= Available records =
==*==
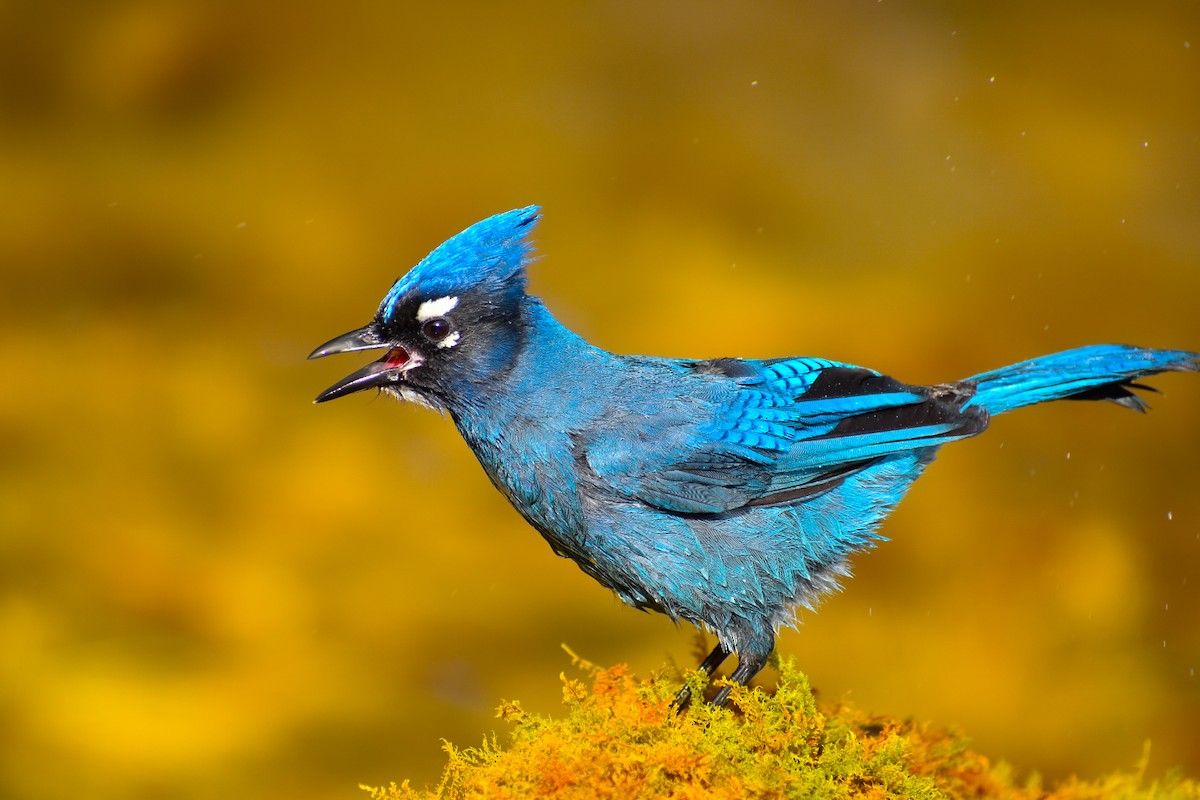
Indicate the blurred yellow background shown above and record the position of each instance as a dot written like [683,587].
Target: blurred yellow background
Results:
[211,588]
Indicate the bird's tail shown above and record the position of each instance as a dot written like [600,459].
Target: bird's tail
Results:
[1096,372]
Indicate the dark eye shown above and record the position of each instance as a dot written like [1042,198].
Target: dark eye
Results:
[436,329]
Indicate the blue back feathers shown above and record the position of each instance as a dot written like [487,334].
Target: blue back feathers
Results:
[724,492]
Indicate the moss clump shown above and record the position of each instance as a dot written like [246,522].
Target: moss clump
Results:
[621,739]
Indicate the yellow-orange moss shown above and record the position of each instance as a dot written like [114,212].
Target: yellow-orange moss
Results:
[619,738]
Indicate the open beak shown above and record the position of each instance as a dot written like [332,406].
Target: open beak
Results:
[388,370]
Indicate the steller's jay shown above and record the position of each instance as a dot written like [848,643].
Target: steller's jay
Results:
[725,492]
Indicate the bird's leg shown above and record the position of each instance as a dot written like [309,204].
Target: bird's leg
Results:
[708,666]
[748,667]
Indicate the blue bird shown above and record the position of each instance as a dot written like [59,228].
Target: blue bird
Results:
[725,492]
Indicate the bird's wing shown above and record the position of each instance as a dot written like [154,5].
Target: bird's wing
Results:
[784,431]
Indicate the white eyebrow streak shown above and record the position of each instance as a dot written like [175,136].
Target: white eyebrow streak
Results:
[439,307]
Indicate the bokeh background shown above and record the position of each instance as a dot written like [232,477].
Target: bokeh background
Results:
[211,588]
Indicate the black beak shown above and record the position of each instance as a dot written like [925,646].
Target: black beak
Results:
[376,374]
[365,338]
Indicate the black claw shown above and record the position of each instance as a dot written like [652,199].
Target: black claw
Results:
[708,666]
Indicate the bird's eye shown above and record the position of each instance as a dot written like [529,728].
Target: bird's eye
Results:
[436,329]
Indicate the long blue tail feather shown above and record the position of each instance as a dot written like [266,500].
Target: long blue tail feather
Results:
[1096,372]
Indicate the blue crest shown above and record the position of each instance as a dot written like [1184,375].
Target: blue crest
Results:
[489,258]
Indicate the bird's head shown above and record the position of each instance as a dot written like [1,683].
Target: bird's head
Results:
[451,323]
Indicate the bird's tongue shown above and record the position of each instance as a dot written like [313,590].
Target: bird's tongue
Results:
[396,358]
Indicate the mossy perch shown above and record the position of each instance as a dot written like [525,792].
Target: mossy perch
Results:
[622,739]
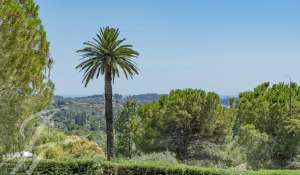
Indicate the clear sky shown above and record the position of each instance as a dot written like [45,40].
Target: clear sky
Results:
[216,45]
==*==
= What the task requires =
Can you express all the rows above as a two-column CSV with the headers text and answer, one CSV line for each row, with each row's text and its answer each in a single quoted field and line breaks replaced by spaces? Leave the pictures out.

= Exercise result =
text,answer
"Indicate the blurred yellow background shown above and record the position of each instance as a dot written like [683,587]. Target: blurred yellow background Results:","[211,588]"
"Indicate the bird's tail shown above and record the position of each instance as a dot written like [600,459]. Target: bird's tail Results:","[1096,372]"
"Indicate the dark eye shown above and record the position of each instance as a dot written like [1042,198]. Target: dark eye Results:","[436,329]"
"Indicate the blue back feathers shown above and record the position of each instance as a dot written like [487,334]. Target: blue back feathers Results:","[724,492]"
"Indicate the moss clump shown above and record the position of each instance as a dot written like [246,522]. Target: moss clump Results:","[621,739]"
"Indicate the yellow-orange moss shown above and record the position of each instance as a dot written like [114,212]. Target: yellow-orange moss Results:","[619,738]"
"Indicate the open beak shown above and record the position of each instance as a dot written like [332,406]. Target: open beak Results:","[388,370]"
"Indicate the steller's jay shown above and record the position of each instance as a dot written like [848,643]. Target: steller's jay Results:","[725,492]"
"Indicate the bird's leg shown above and record the position of each instance as a dot written like [309,204]. Target: bird's leg Results:","[708,666] [748,667]"
"Indicate the blue bird shown above and record the position of each instance as a dot written like [59,228]. Target: blue bird Results:","[725,492]"
"Indicate the bird's wing shown above and record the position of each instance as a dot written like [154,5]. Target: bird's wing Results:","[784,431]"
"Indicate the white eyebrow streak shown above and record the position of each instance as a dot written like [175,136]. Target: white eyebrow streak Results:","[439,307]"
"Indicate the bokeh background shown above and record the position of each instance as a dot written like [232,477]. Target: bokeh background Results:","[211,588]"
"Indicate the black beak shown above and record the position of each instance as a dot written like [925,646]. Target: black beak Results:","[376,374] [365,338]"
"Indicate the black claw shown above and record the position of each instance as a dot written like [652,199]. Target: black claw Results:","[708,666]"
"Indicate the bird's eye shown above and record the position of each instance as a dot written like [529,728]. Target: bird's eye Results:","[436,329]"
"Indicate the long blue tail feather shown above and record the position of each instance as a dot written like [266,500]. Target: long blue tail feather Results:","[1096,372]"
"Indicate the blue crest shown above and record the position of each instance as a dot written like [1184,375]. Target: blue crest Results:","[489,258]"
"Indicate the bird's head shown above and record the position of each instance as a dot written like [1,683]. Target: bird's head Results:","[451,323]"
"Indicate the bird's tongue shown above and record the position of each instance as a dot written like [313,590]. Target: bird's tongue Results:","[396,358]"
"Indicate the mossy perch shown above and record the position of each instance as a dot written like [525,792]. Target: mossy perch Results:","[622,739]"
"Indicate the clear sky shown above and record the position of each instance as a dot written like [45,40]. Target: clear sky Results:","[216,45]"